■ RECORDED INFORMATION:
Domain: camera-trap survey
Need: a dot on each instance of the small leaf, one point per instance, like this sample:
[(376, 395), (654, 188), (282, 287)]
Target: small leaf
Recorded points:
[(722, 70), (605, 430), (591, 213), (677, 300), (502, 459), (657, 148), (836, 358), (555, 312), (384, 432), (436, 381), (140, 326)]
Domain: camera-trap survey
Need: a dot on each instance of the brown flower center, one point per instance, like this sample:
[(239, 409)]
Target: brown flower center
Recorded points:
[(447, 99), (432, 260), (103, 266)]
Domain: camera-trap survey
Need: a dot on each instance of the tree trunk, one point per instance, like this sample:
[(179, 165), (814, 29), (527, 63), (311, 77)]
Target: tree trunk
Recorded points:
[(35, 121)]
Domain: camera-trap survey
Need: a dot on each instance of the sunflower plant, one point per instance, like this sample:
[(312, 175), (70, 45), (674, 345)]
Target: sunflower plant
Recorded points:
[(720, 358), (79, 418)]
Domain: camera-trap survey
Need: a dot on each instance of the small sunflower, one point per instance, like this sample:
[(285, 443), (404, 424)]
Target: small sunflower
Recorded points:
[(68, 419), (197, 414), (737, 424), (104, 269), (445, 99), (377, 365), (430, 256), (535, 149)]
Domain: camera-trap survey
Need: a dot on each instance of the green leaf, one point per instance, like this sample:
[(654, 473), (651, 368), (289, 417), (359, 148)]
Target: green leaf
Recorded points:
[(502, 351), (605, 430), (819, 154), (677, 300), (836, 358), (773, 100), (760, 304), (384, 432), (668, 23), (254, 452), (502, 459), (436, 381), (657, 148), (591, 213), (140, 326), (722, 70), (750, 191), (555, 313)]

* * *

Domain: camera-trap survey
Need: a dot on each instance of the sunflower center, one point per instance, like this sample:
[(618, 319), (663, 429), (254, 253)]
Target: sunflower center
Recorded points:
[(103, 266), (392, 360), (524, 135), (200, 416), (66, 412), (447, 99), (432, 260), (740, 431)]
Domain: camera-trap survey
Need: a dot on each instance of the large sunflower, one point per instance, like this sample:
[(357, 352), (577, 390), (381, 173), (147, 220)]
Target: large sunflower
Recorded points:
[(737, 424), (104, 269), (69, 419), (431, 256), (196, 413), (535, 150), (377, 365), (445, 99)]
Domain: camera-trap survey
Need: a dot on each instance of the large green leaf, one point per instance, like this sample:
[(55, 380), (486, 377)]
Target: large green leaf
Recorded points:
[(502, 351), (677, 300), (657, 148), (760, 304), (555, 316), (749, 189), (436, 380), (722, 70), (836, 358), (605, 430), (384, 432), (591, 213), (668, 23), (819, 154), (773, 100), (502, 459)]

■ REQUIRED WORK: How many lines in the items above contain the word "this"? Reply with the number only.

■ REPLY TO THE TASK: 9